#### Aim:
Copy out the following material line for line, with every character unchanged.
#### Material to process
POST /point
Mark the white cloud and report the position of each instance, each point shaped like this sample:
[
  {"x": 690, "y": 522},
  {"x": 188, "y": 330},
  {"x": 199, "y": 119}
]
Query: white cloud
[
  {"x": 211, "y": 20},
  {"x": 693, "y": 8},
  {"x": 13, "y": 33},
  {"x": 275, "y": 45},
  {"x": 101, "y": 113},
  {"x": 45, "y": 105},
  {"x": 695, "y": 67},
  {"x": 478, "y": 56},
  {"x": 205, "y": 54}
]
########
#### Solved problem:
POST /point
Mark the white cloud and report the position of each instance, each point shaped like this sample:
[
  {"x": 690, "y": 522},
  {"x": 188, "y": 330},
  {"x": 199, "y": 119}
]
Query: white cloud
[
  {"x": 211, "y": 20},
  {"x": 693, "y": 8},
  {"x": 13, "y": 33},
  {"x": 275, "y": 45},
  {"x": 101, "y": 113},
  {"x": 45, "y": 105},
  {"x": 695, "y": 67},
  {"x": 478, "y": 56},
  {"x": 205, "y": 54}
]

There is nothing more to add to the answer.